===== Records supplied
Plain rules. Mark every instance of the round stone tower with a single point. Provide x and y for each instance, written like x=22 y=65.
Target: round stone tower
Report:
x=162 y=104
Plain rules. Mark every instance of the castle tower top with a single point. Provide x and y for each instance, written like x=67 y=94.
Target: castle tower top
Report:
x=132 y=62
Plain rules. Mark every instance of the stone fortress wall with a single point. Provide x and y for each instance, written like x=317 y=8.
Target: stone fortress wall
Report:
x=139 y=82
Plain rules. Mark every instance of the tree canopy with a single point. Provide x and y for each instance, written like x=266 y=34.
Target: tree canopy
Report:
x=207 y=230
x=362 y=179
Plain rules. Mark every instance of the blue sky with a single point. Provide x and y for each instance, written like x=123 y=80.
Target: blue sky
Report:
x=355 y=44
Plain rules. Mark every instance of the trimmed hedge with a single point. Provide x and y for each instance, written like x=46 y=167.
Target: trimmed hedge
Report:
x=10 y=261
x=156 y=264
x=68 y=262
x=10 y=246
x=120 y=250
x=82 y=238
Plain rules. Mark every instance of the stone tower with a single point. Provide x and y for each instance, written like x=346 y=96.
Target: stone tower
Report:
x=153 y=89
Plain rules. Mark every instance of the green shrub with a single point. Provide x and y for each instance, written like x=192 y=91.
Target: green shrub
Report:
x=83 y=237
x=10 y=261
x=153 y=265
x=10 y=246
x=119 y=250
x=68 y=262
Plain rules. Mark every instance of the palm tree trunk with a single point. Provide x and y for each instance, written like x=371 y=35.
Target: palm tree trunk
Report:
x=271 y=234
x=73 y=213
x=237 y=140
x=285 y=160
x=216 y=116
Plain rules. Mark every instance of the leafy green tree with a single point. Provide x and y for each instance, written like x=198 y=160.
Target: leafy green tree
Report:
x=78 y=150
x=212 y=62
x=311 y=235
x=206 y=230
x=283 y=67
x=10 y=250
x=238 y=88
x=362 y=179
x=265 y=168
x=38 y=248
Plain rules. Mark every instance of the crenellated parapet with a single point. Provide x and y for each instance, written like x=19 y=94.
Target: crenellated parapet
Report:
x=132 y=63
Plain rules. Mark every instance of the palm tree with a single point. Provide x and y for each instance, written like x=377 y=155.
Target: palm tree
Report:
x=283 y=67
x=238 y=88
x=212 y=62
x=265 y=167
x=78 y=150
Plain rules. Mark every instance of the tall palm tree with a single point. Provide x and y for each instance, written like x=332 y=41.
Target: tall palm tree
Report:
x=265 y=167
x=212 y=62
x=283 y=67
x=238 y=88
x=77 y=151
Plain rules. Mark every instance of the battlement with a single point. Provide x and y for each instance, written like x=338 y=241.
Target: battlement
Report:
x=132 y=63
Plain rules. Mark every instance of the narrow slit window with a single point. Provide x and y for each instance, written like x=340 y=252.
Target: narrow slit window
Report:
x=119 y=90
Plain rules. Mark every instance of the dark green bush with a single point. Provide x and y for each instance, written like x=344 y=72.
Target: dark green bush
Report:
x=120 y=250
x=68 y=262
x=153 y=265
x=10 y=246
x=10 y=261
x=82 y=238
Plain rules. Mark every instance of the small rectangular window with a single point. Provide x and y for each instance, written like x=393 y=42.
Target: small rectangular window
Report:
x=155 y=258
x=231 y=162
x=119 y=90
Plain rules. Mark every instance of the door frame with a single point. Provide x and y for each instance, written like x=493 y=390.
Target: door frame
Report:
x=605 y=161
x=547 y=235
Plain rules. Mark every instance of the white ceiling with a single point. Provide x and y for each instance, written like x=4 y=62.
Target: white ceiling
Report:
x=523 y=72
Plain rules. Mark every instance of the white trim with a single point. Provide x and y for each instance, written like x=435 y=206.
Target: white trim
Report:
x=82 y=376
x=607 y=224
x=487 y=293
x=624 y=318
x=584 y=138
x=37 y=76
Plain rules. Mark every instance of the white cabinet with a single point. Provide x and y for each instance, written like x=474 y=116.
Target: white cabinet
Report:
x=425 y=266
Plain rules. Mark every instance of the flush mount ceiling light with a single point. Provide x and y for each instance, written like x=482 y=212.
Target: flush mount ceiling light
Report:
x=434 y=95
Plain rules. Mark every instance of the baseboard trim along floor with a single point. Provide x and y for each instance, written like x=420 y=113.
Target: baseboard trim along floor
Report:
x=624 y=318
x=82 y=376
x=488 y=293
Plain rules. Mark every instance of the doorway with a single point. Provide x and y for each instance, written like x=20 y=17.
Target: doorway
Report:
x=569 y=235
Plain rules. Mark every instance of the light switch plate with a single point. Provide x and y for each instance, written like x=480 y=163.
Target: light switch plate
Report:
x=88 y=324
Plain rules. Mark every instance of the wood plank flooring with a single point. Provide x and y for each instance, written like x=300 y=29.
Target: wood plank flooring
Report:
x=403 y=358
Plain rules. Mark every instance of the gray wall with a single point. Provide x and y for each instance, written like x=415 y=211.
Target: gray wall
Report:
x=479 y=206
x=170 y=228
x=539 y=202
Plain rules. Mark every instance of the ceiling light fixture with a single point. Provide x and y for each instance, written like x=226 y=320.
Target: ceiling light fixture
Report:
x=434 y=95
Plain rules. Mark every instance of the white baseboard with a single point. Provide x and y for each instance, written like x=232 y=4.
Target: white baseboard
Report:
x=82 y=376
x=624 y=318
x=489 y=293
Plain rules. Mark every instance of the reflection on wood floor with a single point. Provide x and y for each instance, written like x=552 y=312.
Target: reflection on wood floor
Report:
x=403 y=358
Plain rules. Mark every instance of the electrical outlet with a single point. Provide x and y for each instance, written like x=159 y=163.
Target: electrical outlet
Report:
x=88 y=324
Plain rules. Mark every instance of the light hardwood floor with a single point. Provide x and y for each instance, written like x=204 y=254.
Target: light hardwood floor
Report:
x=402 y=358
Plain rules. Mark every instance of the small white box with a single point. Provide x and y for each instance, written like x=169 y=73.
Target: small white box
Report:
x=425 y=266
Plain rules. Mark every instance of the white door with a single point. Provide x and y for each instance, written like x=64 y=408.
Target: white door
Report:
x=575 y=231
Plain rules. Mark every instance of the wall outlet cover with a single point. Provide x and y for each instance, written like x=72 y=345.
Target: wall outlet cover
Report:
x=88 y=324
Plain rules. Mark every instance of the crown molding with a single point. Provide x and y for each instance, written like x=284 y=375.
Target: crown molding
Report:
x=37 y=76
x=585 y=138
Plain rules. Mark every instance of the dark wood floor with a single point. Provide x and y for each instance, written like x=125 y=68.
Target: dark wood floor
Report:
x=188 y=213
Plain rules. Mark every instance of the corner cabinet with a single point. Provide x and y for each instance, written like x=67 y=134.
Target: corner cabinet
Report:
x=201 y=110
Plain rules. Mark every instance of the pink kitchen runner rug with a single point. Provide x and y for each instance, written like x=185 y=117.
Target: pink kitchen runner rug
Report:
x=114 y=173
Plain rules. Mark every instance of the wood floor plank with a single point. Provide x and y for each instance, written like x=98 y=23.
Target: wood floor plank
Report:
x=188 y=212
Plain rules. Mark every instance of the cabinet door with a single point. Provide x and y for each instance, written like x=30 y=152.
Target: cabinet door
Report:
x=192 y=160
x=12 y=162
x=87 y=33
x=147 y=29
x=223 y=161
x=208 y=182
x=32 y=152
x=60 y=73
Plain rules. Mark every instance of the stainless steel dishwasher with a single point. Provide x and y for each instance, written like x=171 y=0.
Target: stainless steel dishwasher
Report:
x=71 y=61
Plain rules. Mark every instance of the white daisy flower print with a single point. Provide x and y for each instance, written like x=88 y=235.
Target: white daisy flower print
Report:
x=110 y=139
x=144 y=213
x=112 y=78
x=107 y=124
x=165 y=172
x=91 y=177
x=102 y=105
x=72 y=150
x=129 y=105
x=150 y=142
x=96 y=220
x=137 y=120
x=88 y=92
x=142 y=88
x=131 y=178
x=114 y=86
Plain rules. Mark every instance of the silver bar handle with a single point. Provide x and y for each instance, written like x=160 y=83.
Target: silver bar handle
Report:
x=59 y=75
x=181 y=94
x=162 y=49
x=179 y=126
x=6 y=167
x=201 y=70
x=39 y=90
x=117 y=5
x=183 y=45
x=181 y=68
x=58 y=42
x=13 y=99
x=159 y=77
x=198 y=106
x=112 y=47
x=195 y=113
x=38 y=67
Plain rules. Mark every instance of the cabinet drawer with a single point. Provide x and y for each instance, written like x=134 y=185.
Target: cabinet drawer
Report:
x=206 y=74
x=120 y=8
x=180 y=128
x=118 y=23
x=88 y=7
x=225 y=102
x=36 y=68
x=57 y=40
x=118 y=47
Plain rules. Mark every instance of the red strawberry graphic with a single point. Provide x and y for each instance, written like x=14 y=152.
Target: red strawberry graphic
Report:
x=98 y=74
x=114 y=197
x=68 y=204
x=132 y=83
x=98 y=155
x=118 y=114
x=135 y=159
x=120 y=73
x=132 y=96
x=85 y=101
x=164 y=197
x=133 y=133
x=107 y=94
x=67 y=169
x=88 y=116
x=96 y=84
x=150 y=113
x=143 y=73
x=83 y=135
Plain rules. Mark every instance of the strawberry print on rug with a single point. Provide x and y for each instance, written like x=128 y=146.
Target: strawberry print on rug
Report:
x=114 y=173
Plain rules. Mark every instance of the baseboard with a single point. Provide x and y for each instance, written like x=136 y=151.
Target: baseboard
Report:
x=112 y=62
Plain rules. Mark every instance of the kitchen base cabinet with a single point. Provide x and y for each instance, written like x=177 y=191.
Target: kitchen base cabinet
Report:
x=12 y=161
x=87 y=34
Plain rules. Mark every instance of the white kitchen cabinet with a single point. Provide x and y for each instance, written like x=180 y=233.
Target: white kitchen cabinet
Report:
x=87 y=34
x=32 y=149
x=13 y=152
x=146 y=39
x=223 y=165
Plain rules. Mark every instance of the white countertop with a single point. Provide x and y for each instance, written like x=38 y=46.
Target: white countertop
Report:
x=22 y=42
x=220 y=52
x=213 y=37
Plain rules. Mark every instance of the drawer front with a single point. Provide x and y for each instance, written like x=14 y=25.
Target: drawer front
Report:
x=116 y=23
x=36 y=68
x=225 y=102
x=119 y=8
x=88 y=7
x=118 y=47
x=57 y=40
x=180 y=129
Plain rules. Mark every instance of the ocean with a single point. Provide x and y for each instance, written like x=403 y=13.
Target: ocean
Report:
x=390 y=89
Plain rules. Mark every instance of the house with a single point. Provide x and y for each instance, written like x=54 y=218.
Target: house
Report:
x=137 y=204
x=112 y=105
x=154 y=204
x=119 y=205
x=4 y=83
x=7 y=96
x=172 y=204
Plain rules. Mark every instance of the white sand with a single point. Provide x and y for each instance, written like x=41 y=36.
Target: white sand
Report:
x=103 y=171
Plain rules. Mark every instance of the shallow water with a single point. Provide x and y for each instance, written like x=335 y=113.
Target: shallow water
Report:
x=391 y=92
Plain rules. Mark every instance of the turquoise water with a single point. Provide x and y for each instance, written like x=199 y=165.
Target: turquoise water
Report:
==========
• [The exercise]
Output the lines of the listing above as a numbered list, from the line containing "Plain rules. Mark every instance of the white kitchen" through the line containing "x=180 y=129", both included, and leave out any blank lines.

• [Solution]
1. Plain rules. Mark every instance of the white kitchen cabinet with a single point. Provide x and y for each instance, written like x=180 y=233.
2. Target: white kitchen cabinet
3. Report:
4. x=87 y=34
5. x=32 y=149
6. x=13 y=152
7. x=146 y=39
8. x=223 y=165
9. Plain rules. Mark every instance of the white countertop with a single point. Provide x and y for each instance, written like x=38 y=46.
10. Target: white countertop
11. Report:
12. x=22 y=42
13. x=220 y=52
14. x=213 y=37
15. Plain rules. Mark every instance of the drawer front with a single point. Provide x and y for each instance, written like x=14 y=25.
16. Target: drawer front
17. Report:
18. x=116 y=23
19. x=36 y=68
20. x=225 y=102
21. x=119 y=8
22. x=88 y=7
23. x=118 y=47
24. x=57 y=40
25. x=180 y=129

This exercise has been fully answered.